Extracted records
┌────────

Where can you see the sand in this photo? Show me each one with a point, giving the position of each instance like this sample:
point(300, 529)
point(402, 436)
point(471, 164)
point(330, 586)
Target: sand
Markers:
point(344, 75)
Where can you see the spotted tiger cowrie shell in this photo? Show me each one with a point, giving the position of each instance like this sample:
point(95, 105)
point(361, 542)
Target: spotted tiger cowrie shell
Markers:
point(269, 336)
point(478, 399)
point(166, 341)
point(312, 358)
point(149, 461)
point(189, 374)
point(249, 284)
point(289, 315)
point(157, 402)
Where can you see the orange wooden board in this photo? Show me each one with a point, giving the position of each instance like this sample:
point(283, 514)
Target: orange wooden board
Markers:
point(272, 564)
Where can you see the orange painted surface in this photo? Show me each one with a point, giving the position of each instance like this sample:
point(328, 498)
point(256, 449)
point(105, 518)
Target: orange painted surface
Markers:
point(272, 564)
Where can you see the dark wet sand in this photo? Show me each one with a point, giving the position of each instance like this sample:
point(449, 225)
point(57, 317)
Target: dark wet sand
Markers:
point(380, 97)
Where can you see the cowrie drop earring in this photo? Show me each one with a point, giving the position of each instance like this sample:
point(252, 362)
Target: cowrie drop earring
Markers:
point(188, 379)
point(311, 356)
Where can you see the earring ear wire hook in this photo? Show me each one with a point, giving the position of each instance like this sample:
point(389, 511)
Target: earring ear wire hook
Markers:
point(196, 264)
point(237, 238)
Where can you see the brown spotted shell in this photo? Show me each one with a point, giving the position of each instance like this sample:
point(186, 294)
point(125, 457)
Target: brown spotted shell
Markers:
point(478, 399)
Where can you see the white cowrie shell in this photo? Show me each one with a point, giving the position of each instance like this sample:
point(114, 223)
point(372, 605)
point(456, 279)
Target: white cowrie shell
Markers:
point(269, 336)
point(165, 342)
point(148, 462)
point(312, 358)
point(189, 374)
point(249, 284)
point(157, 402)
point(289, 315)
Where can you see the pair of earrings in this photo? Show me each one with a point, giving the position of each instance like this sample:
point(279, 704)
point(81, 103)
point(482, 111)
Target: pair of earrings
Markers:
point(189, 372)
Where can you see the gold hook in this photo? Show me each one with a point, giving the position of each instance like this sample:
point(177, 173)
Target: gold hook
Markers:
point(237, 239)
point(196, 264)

└────────

Look above for the line containing "Target: spotted tiger cowrie shell" and the line containing "point(252, 362)". Transcribe both, with the lines between them, exactly.

→ **REPLY TO THE EXERCISE**:
Target: spotted tiger cowrie shell
Markers:
point(269, 336)
point(478, 399)
point(166, 341)
point(312, 358)
point(149, 461)
point(189, 374)
point(249, 284)
point(289, 315)
point(157, 402)
Where can you see the orange wooden board in this photo? Show me each one with a point, giving the position of each instance like this sample:
point(283, 514)
Target: orange wooden board
Markers:
point(272, 564)
Where can you see the orange painted surface in this photo? Show me each one with a point, giving the position of each instance like this sample:
point(328, 498)
point(256, 449)
point(105, 518)
Target: orange painted surface
Markers:
point(272, 564)
Where can you see the dark wet sand in this photo? Show me each one with a point, giving the position of each instance like this sample:
point(449, 225)
point(57, 317)
Target: dark wet sand
Markers:
point(380, 97)
Where can you see the cowrie drop earring in this photo? Show me each one with a point, giving the position of each instance like this sample:
point(252, 362)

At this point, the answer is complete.